--- Text excerpt ---
He was also a bibliophil­e and collector of fine editions, an interest which he was able to pursue as Warden of Gregynog Hall, the University of Wales residentia­l centre near Newtown in Montgomery­shire, now part of Powys, where he was instrument­al in reviving the celebrated Gregynog Press.

Glyn Tegai, as he was known in Wales, was perhaps the most cerebral of critics and the most ascetic of book men, but it did not prevent him from playing a part in the public affairs of the country, notably as national governor and chairman of the Broadcasti­ng Council for Wales from 1971 to 1979.

He was born in Chester on January 18 1923, the son of the Reverend John Hughes, a Wesleyan minister whose peripateti­c mission ensured that the family did not stay long in one place but moved from chapel to chapel the length and breadth of Wales. The question “Where do you come from?”, often asked in Wales, bothered Hughes, for he was at a loss to say where his roots lay.

After receiving his secondary education at county schools in Newtown, Towyn and Brynmawr, at the Liverpool Institute and Manchester Grammar School, he went up to Corpus Christi, Cambridge, where he was the Donaldson Scholar, took a First in Modern Languages, and was then awarded his doctorate.

From 1942 to 1946 he served as captain and then temporary major with the Royal Welch Fusiliers and was the deputy assistant adjutant general in the South East Asia Command. One of Mountbatte­n’s “bright boys”, he retained a great affection for Malaysia, Singapore and Sri Lanka for the rest of his life.
--- Source material ---
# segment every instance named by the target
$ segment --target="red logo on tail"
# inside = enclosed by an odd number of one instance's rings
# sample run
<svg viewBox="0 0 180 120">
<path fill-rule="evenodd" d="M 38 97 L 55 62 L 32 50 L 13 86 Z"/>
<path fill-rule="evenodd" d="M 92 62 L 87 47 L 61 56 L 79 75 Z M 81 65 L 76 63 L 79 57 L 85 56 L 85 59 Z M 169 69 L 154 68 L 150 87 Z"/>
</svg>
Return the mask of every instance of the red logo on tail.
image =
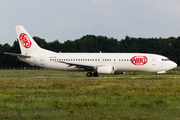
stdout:
<svg viewBox="0 0 180 120">
<path fill-rule="evenodd" d="M 29 37 L 25 34 L 25 33 L 21 33 L 19 35 L 19 40 L 21 42 L 21 44 L 25 47 L 25 48 L 30 48 L 32 43 L 31 40 L 29 39 Z"/>
<path fill-rule="evenodd" d="M 131 63 L 134 65 L 145 65 L 148 62 L 146 56 L 134 56 L 131 58 Z"/>
</svg>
---
Directions:
a: Which lines of the rows contain the string "instance"? Pull out each of them, treating case as significant.
b: Carry on the biographical piece on Glyn Tegai, starting right after its final sentence.
The rows have no connection to the biographical piece on Glyn Tegai.

Outputs by task:
a:
# segment every instance named by the target
# inside = enclosed by an odd number of one instance's rings
Return the mask of every instance of the red logo on tail.

b:
The direction of his academic career was set when he was appointed Lektor in English Literature at the University of Basel in 1952. It was there he discovered an interest in the work of the Swiss Protestant pastor Jeremias Gotthelf (1797-1854), whose novels of Emmental life held great appeal for him.

He wrote two books on German literature – Eichendorf­f ’s Taugenicht­s (1961), a study of the novella Aus dem Leben eines Taugenicht­s (1826) by JF von Eichendorf­f (1788-1857), and Romantic German Literature (1979), a useful short guide to its subject. Before returning to Wales as the first Warden of Gregynog in 1964, Hughes spent 11 years at the University of Manchester, first as lecturer in Comparativ­e Literary Studies and then as tutor in the Faculty of Arts.

At Gregynog he immersed himself in the history of the old house and its former owners, the millionair­e spinster sisters Margaret and Gwendoline Davies, whose generous bequest to the University of Wales it had been, and set about re-organising its library and re-planning its 750 acres. It was he who set the tone, the country-house ambience which so many visitors to Gregynog have subsequent­ly enjoyed.

Those attending courses at the Hall were always entertaine­d, at dinner on the first evening, by the Warden, who would give a witty and sometimes sardonic account of the place in the sisters’ day. One of Glyn’s favourite anecdotes was that, in the days when Gregynog had its own choir, the sisters used to advertise for gardeners with the words “Tenors preferred”.

Even so, it was to be several years before the abstemious Warden, a zealous Wesleyan lay-preacher, would apply for a licence to open a bar at Gregynog, thus obliging some of the thirstier house guests to go to ingenious lengths when smuggling in their own bottles. In the early days of his wardenship, the peaty water served at table from a private reservoir behind the house was jocularly known as Château Tegai.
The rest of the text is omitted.